Data entries:
● ● ● ● ●
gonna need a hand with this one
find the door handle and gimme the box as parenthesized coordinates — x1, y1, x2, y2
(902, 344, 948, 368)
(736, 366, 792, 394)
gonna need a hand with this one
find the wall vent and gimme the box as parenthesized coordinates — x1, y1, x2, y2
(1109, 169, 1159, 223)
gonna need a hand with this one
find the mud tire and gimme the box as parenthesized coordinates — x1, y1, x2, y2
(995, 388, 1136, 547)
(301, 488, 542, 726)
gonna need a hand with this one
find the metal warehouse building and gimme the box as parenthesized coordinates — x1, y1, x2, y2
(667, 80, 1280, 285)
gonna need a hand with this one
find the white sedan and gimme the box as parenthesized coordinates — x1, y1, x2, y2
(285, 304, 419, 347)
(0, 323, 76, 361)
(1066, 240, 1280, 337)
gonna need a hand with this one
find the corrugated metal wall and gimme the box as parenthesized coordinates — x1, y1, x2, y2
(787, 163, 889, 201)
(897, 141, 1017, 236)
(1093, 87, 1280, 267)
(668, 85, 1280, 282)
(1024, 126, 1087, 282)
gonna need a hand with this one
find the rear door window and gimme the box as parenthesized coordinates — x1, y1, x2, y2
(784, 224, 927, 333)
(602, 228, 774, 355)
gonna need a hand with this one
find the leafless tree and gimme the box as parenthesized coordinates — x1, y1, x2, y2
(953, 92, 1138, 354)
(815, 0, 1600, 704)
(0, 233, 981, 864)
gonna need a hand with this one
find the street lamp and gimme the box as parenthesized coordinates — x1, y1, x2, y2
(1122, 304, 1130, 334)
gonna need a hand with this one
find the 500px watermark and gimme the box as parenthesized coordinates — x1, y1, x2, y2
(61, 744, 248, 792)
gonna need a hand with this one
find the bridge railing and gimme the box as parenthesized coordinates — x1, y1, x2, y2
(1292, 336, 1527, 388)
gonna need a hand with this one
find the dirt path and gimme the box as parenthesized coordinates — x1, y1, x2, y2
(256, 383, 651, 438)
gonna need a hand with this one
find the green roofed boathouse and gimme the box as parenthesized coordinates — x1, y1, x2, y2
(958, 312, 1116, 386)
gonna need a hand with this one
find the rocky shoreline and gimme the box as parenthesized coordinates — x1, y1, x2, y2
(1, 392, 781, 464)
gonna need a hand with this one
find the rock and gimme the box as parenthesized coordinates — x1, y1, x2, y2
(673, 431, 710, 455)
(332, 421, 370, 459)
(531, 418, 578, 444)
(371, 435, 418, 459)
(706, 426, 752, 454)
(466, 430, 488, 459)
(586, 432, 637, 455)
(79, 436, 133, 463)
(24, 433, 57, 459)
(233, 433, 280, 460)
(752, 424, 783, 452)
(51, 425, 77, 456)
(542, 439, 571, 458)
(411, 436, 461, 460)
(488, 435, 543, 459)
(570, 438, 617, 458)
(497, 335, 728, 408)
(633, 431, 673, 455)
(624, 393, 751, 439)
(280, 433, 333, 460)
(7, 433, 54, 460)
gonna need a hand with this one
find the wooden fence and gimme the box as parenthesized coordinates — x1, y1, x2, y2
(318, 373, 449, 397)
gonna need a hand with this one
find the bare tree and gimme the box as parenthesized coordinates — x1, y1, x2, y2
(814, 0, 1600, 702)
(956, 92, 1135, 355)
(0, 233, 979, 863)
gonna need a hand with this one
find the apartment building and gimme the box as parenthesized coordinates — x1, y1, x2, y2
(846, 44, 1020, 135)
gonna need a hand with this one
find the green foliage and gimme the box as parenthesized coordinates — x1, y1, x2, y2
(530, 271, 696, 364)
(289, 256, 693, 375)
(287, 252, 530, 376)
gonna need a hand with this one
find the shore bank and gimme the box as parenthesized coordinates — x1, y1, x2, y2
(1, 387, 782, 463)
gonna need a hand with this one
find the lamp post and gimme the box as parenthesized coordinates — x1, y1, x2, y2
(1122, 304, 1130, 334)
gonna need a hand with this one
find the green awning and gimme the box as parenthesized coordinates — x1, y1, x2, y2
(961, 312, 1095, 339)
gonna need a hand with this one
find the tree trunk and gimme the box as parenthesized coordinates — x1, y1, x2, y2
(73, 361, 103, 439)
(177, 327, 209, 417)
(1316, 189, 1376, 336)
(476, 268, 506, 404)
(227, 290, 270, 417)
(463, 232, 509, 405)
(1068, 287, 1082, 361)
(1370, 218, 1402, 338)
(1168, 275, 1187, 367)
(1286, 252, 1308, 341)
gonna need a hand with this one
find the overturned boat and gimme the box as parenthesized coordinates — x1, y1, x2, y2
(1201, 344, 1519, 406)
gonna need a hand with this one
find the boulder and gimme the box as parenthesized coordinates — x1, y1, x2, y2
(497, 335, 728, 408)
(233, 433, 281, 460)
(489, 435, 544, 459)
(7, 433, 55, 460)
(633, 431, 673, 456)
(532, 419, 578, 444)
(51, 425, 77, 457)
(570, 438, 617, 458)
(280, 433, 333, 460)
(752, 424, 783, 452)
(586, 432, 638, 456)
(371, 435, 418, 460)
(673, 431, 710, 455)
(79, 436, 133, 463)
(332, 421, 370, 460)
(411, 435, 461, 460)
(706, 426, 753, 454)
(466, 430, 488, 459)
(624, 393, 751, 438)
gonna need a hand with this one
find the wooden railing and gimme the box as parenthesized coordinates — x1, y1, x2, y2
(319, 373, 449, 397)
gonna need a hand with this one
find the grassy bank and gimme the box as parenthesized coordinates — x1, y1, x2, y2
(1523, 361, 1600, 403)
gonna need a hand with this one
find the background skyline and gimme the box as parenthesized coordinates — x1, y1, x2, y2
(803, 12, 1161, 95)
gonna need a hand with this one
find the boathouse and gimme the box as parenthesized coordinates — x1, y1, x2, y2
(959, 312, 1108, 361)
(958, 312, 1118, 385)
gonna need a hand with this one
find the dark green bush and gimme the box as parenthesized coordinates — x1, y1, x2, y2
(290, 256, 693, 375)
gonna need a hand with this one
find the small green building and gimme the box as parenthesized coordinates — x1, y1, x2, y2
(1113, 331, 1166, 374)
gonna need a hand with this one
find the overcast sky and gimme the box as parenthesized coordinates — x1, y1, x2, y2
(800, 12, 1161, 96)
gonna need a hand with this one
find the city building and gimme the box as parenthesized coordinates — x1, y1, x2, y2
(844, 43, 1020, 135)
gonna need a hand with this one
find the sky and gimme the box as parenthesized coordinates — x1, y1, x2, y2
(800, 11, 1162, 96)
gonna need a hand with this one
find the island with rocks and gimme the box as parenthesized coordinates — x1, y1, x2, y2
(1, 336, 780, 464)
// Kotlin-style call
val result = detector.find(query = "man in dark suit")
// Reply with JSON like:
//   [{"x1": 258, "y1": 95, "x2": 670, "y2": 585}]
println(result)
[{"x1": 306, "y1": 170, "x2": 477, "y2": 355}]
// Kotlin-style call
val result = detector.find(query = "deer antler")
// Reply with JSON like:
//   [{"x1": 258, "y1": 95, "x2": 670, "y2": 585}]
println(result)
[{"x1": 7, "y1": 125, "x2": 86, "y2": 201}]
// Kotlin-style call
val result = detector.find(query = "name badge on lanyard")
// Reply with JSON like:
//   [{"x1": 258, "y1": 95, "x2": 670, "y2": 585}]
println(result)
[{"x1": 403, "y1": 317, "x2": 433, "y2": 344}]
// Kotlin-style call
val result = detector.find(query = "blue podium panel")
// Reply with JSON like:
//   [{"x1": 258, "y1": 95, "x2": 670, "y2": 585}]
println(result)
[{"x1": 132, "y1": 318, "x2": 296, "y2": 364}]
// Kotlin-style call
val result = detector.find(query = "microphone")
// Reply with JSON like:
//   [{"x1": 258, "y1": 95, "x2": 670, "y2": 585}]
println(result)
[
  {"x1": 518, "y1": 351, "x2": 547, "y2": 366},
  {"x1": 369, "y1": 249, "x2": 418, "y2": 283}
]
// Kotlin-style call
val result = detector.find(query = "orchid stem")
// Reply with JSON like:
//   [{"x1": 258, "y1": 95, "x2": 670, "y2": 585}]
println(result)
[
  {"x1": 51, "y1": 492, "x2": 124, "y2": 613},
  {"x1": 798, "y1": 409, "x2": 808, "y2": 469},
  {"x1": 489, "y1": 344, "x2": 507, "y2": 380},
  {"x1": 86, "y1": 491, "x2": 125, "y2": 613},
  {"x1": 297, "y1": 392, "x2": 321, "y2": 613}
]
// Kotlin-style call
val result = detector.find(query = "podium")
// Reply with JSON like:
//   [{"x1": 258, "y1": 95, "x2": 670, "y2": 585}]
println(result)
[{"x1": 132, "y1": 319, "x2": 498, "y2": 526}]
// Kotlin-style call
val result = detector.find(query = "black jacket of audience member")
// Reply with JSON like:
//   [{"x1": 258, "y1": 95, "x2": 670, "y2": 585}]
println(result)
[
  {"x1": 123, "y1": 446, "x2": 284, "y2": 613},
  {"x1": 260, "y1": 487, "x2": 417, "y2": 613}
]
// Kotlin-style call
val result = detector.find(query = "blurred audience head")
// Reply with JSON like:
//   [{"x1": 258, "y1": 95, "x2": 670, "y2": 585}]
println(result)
● ● ● ● ●
WHAT IS REQUIRED
In the records above, find each line with the word "query" and copy it.

ANSWER TO THIS EXERCISE
val result = detector.find(query = "man in dark suit")
val result = detector.find(query = "deer antler")
val result = detector.find(query = "name badge on lanyard")
val result = detector.find(query = "blue podium panel")
val result = detector.find(query = "microphone")
val result = detector.find(query = "orchid stem")
val result = detector.find(query = "podium")
val result = detector.find(query = "black jacket of audience member")
val result = detector.find(query = "blurred audience head")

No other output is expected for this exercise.